## Task to complete
Lines before the one containing "One point belongs to every instance of the toilet lid, in" are excluded; reproduce that line and all lines after it in the entries below, exactly.

-- begin Information shown --

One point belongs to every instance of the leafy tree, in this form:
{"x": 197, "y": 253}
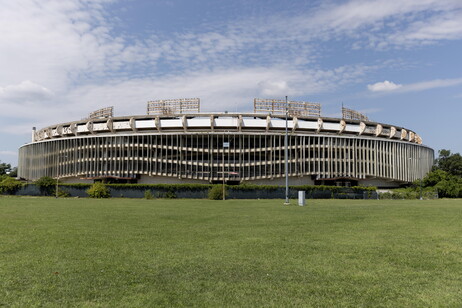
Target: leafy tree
{"x": 9, "y": 185}
{"x": 4, "y": 168}
{"x": 14, "y": 172}
{"x": 46, "y": 185}
{"x": 98, "y": 190}
{"x": 434, "y": 177}
{"x": 450, "y": 188}
{"x": 451, "y": 163}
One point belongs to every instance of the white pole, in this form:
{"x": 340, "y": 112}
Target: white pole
{"x": 286, "y": 153}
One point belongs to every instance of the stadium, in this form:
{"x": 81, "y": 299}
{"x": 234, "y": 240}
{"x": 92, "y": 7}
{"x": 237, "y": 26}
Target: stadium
{"x": 176, "y": 143}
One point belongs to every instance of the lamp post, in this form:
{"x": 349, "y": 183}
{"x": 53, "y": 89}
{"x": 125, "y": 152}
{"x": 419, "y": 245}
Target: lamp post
{"x": 420, "y": 167}
{"x": 286, "y": 154}
{"x": 225, "y": 145}
{"x": 57, "y": 175}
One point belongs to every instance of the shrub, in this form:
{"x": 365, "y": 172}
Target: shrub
{"x": 170, "y": 194}
{"x": 63, "y": 194}
{"x": 216, "y": 192}
{"x": 46, "y": 185}
{"x": 148, "y": 194}
{"x": 9, "y": 185}
{"x": 98, "y": 190}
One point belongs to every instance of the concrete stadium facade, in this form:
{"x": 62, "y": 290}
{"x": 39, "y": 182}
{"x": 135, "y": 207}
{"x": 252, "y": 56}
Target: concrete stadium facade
{"x": 210, "y": 148}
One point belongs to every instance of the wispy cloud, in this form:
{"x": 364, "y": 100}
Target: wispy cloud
{"x": 388, "y": 86}
{"x": 384, "y": 86}
{"x": 66, "y": 53}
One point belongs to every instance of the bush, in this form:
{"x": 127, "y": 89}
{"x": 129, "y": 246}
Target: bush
{"x": 170, "y": 194}
{"x": 46, "y": 185}
{"x": 148, "y": 194}
{"x": 216, "y": 192}
{"x": 63, "y": 194}
{"x": 98, "y": 190}
{"x": 9, "y": 185}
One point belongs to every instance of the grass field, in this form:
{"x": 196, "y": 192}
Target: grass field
{"x": 141, "y": 253}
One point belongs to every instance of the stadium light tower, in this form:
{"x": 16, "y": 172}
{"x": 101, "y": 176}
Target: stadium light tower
{"x": 286, "y": 154}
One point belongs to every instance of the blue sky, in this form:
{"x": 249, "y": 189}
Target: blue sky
{"x": 399, "y": 62}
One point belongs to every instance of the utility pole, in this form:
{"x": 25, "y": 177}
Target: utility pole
{"x": 286, "y": 153}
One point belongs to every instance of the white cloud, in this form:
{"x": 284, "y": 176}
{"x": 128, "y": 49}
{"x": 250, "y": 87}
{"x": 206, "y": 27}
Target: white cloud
{"x": 388, "y": 86}
{"x": 25, "y": 91}
{"x": 273, "y": 88}
{"x": 9, "y": 153}
{"x": 383, "y": 86}
{"x": 432, "y": 84}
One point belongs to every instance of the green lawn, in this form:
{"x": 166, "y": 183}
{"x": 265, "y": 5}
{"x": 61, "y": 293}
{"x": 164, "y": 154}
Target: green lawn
{"x": 141, "y": 253}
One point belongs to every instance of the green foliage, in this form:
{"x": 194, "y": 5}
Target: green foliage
{"x": 450, "y": 188}
{"x": 216, "y": 192}
{"x": 451, "y": 163}
{"x": 148, "y": 195}
{"x": 4, "y": 168}
{"x": 98, "y": 190}
{"x": 9, "y": 185}
{"x": 63, "y": 194}
{"x": 46, "y": 185}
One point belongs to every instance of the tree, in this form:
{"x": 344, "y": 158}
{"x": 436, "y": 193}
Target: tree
{"x": 4, "y": 168}
{"x": 451, "y": 163}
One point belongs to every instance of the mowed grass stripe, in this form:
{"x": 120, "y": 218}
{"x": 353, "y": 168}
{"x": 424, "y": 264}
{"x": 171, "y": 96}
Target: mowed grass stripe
{"x": 127, "y": 252}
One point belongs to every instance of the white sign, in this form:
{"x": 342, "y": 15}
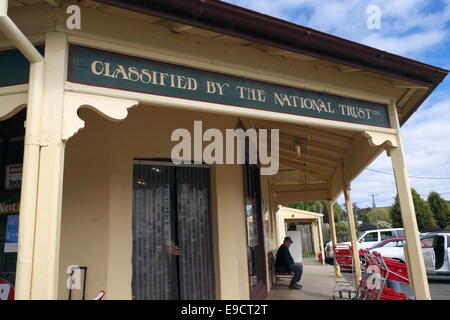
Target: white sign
{"x": 13, "y": 177}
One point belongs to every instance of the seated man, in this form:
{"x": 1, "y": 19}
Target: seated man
{"x": 284, "y": 263}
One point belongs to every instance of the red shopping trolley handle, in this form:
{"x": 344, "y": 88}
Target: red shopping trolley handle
{"x": 100, "y": 295}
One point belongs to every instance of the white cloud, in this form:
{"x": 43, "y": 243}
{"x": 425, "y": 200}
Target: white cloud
{"x": 413, "y": 28}
{"x": 408, "y": 27}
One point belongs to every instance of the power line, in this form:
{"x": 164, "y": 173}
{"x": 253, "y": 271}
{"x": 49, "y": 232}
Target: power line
{"x": 412, "y": 177}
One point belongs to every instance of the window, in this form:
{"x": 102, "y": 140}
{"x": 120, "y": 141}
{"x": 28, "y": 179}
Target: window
{"x": 386, "y": 235}
{"x": 372, "y": 236}
{"x": 428, "y": 242}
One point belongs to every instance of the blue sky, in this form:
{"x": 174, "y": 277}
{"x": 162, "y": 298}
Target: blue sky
{"x": 417, "y": 29}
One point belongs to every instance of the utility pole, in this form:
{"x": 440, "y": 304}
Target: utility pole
{"x": 374, "y": 206}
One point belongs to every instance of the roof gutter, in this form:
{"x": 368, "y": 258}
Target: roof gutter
{"x": 239, "y": 22}
{"x": 32, "y": 148}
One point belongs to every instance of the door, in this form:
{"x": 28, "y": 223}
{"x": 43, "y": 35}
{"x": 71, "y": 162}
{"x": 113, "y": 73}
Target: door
{"x": 428, "y": 253}
{"x": 172, "y": 248}
{"x": 296, "y": 249}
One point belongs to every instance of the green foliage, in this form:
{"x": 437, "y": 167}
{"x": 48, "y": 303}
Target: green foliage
{"x": 317, "y": 206}
{"x": 382, "y": 214}
{"x": 384, "y": 224}
{"x": 440, "y": 209}
{"x": 424, "y": 214}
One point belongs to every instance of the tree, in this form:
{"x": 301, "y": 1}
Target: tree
{"x": 440, "y": 209}
{"x": 366, "y": 226}
{"x": 424, "y": 214}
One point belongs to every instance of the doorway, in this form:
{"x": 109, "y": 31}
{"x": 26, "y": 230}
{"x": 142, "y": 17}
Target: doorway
{"x": 172, "y": 246}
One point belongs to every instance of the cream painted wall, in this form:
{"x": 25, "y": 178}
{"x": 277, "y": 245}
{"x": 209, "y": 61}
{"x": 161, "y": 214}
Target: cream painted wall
{"x": 97, "y": 202}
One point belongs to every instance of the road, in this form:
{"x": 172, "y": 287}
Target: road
{"x": 439, "y": 286}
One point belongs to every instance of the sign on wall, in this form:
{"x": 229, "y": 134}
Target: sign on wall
{"x": 12, "y": 233}
{"x": 111, "y": 70}
{"x": 13, "y": 177}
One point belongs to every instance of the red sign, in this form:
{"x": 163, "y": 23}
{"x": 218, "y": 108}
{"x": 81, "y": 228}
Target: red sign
{"x": 6, "y": 290}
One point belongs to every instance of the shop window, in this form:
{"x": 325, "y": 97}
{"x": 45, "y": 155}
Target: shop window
{"x": 255, "y": 235}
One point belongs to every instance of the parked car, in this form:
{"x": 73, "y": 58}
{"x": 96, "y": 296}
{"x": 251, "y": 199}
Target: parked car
{"x": 366, "y": 240}
{"x": 435, "y": 249}
{"x": 391, "y": 248}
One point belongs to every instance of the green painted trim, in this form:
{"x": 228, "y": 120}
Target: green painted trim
{"x": 15, "y": 68}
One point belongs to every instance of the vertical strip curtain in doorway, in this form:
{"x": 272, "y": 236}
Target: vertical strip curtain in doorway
{"x": 196, "y": 270}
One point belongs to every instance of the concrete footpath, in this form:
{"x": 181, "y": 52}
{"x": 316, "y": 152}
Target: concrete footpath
{"x": 318, "y": 283}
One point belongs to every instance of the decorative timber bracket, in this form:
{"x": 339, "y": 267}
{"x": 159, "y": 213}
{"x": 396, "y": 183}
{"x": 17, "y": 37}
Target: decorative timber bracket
{"x": 112, "y": 108}
{"x": 11, "y": 104}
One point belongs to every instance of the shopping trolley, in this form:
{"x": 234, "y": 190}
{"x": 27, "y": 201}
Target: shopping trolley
{"x": 344, "y": 258}
{"x": 376, "y": 273}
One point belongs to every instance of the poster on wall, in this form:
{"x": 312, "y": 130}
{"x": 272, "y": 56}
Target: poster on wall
{"x": 6, "y": 290}
{"x": 13, "y": 177}
{"x": 11, "y": 234}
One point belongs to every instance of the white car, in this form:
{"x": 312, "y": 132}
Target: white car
{"x": 435, "y": 249}
{"x": 366, "y": 240}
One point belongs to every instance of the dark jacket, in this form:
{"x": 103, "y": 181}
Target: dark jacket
{"x": 284, "y": 258}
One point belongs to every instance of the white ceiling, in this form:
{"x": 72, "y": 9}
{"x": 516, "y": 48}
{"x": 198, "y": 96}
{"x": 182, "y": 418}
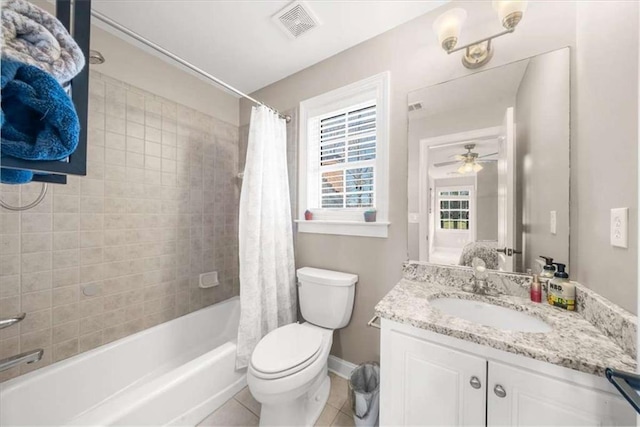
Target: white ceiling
{"x": 238, "y": 42}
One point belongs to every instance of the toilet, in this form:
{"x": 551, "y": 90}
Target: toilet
{"x": 288, "y": 371}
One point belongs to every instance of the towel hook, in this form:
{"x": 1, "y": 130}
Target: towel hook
{"x": 43, "y": 192}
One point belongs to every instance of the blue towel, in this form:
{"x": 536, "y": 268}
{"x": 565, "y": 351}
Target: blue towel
{"x": 39, "y": 121}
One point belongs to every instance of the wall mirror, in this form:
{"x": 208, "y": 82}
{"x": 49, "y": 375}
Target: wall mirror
{"x": 489, "y": 166}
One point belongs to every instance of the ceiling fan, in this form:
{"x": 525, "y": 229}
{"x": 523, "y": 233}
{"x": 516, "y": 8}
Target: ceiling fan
{"x": 470, "y": 160}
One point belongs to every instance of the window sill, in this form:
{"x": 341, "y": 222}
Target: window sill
{"x": 345, "y": 228}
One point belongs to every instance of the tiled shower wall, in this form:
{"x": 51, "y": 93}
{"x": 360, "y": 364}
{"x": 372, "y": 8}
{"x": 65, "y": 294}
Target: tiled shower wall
{"x": 121, "y": 249}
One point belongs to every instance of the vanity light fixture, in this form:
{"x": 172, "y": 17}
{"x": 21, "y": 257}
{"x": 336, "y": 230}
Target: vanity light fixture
{"x": 448, "y": 26}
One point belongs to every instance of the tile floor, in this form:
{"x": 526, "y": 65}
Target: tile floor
{"x": 244, "y": 411}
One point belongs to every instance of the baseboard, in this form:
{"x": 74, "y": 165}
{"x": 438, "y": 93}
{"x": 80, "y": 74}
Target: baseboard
{"x": 340, "y": 367}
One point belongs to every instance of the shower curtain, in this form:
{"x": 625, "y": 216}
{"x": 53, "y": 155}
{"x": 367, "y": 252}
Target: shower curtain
{"x": 267, "y": 276}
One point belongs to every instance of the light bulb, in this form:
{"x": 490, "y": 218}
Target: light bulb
{"x": 448, "y": 25}
{"x": 510, "y": 12}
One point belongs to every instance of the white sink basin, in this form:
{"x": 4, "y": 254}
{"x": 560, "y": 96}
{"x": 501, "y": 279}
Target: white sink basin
{"x": 490, "y": 315}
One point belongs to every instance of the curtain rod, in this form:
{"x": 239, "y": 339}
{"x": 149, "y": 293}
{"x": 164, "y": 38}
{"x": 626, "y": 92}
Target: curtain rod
{"x": 101, "y": 17}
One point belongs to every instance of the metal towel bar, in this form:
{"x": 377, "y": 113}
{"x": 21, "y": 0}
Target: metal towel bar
{"x": 9, "y": 321}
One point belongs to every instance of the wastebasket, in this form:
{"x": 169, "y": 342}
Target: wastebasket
{"x": 364, "y": 387}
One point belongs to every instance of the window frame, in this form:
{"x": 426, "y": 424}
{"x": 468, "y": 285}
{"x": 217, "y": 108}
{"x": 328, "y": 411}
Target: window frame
{"x": 472, "y": 213}
{"x": 344, "y": 221}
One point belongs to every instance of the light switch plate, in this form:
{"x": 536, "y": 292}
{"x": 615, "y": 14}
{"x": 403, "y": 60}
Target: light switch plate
{"x": 620, "y": 227}
{"x": 553, "y": 222}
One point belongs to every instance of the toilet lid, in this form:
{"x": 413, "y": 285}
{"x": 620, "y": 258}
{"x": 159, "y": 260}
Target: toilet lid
{"x": 285, "y": 348}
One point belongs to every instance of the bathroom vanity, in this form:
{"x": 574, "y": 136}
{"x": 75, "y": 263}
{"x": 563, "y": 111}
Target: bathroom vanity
{"x": 522, "y": 364}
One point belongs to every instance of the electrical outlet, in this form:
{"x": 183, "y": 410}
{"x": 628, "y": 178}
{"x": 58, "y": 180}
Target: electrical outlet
{"x": 553, "y": 222}
{"x": 619, "y": 227}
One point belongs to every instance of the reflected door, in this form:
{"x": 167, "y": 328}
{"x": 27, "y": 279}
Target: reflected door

-- end Information shown --

## Task output
One point belongs to every instance of the toilet lid, in this form:
{"x": 413, "y": 285}
{"x": 620, "y": 258}
{"x": 159, "y": 260}
Target: toilet lid
{"x": 285, "y": 348}
One point belongs to every instance of the bathroom vanity, in this form:
{"x": 574, "y": 136}
{"x": 75, "y": 263}
{"x": 563, "y": 111}
Target: bathroom vanity
{"x": 522, "y": 364}
One point belongs to every instance of the electrical outlet, in this form:
{"x": 183, "y": 410}
{"x": 628, "y": 178}
{"x": 58, "y": 180}
Target: electrical outlet
{"x": 553, "y": 222}
{"x": 619, "y": 227}
One point belongs to every instance of the reflected door, in this form:
{"x": 167, "y": 328}
{"x": 27, "y": 279}
Target: reflected door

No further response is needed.